_EXTRACT_

"I have called this period Canada's Turbulent Years - turbulent not
only because of the battles we fought on the African veldt, the ravaged
meadows of Flanders, the forbidding spine of Italy, and the conical
hills of Korea, but turbulent in other ways. These were Canada's
formative years, when she resembled an adolescent, grappling with the
problems of puberty, often at odds with her parents, craving to be
treated as an adult, hungry for the acclaim of her peers, and wary of
the dominating presence of a more sophisticated neighbour." - From the
Introduction
Canada's twentieth century can be divided roughly into two halves. All
the wars and all the unnecessary battles in which Canadian youth was
squandered belong to the first -- from the autumn of 1899 to the summer
of 1953. From the mid-1950s on, Canada has concerned itself not with war
but with peace.
The first war of the century, which took Canadian soldiers to South
Africa, and the last, which sent them to Korea, bracket the bookends on
the shelf of history. They have a good deal in common with, these two
minor conflicts, whose chronicles pale when compared to the bloodbaths
of the two world wars.

_PROMPT A_
In the extract on Canada's turbulent years, what span of time does the first half of the country's twentieth century cover?
_PROMPT B_
Pick up the extract on Canada's turbulent years after its final sentence and carry it on.

[Segmentation labeling entries]
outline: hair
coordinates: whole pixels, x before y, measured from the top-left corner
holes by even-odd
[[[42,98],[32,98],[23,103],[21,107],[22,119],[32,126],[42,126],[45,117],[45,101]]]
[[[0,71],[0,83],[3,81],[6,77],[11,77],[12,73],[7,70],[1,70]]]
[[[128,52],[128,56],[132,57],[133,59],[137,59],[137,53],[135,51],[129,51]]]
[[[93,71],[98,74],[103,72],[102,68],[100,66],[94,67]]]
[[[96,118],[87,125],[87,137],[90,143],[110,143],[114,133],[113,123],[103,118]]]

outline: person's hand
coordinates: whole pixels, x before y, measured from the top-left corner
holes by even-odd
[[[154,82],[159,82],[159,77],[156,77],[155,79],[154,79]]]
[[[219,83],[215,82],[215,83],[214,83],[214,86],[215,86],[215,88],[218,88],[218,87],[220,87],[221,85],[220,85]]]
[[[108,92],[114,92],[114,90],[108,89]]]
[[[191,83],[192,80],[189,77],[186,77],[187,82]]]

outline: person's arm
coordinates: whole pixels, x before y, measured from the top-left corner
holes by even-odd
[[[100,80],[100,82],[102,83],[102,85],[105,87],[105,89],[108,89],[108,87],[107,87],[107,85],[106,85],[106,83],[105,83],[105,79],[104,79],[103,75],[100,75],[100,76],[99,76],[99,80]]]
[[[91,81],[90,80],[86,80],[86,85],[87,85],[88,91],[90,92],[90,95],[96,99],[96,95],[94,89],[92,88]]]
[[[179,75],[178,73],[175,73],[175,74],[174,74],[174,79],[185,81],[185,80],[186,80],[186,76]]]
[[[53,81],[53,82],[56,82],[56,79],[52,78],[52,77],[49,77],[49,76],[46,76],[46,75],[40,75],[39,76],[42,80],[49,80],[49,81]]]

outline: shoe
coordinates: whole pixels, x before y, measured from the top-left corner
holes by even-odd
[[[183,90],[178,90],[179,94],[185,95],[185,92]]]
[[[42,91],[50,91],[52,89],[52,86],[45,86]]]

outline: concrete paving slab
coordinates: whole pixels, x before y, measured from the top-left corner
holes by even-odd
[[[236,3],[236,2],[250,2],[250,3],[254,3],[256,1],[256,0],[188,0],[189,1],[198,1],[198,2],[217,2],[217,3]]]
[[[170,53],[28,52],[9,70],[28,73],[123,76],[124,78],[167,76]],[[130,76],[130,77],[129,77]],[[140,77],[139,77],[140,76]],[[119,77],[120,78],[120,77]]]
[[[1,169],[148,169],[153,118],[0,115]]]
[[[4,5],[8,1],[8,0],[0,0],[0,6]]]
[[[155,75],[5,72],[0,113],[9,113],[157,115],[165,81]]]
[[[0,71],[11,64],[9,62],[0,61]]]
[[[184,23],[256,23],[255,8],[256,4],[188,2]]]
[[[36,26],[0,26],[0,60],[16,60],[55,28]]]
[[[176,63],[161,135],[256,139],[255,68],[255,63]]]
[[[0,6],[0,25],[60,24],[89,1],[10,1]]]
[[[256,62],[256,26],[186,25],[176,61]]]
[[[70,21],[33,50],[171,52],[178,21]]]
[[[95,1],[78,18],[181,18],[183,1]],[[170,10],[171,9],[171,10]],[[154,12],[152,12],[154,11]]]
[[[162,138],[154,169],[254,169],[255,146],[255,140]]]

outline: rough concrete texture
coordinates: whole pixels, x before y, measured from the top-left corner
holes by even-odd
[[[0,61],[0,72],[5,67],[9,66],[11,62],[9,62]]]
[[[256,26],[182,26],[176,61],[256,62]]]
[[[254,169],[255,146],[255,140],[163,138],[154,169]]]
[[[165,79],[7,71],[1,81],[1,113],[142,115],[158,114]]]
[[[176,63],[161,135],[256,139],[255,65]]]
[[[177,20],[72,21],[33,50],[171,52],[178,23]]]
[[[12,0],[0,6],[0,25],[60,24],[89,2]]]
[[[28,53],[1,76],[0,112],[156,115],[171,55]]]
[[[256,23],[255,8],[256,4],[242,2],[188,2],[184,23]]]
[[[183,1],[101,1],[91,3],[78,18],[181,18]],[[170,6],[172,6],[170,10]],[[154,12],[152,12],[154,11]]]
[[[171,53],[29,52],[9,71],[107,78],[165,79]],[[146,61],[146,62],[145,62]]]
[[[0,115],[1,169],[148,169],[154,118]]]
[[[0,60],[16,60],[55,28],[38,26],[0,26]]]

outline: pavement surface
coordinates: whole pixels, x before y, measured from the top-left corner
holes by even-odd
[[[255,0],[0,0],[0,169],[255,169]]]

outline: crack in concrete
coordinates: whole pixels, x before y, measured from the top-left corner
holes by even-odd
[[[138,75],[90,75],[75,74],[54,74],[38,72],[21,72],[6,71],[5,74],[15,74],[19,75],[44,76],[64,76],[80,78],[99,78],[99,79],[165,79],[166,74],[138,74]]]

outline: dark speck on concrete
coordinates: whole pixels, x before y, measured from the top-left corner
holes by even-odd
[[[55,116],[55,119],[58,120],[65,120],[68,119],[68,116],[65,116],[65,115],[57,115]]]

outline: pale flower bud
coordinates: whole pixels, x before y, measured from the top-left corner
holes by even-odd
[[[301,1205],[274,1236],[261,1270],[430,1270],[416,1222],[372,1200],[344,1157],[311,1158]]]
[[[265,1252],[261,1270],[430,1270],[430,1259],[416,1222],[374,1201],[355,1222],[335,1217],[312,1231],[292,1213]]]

_ANSWER A_
From the autumn of 1899 to the summer of 1953.

_ANSWER B_
Canada's wartime days are long past, and for many, the scars of war have
healed. Vimy has been manicured clean, its pockmarked slopes softened by
a green mantle of Canadian pines. Dieppe has reverted to a resort town,
its beaches long since washed free of Canadian blood. Nowadays,
Canadians are proud of their role as Peacekeepers, from which they have
gained a modicum of international acclaim the nation has always craved,
with precious little blood wasted in the process.
In this monumental work, Pierre Berton brings Canadian history to life
once again, relying on a host of sources, including newspaper accounts
and first-hand reports, to tell the story of these four wars through the
eyes of the privates in the trenches, the generals at the front, and the
politicians and families back home. By profiling the interwar years,
Berton traces how one war led to the next, and how the country was
changed in the process. Illustrated with maps and line drawings,
Marching as to War describes how the experience of war helped to
bind Canada together as a nation and chronicles the transformation of
Canada's dependence upon Great Britain and its slow emergence as an
independent nation caught in a love-hate relationship with the United
States.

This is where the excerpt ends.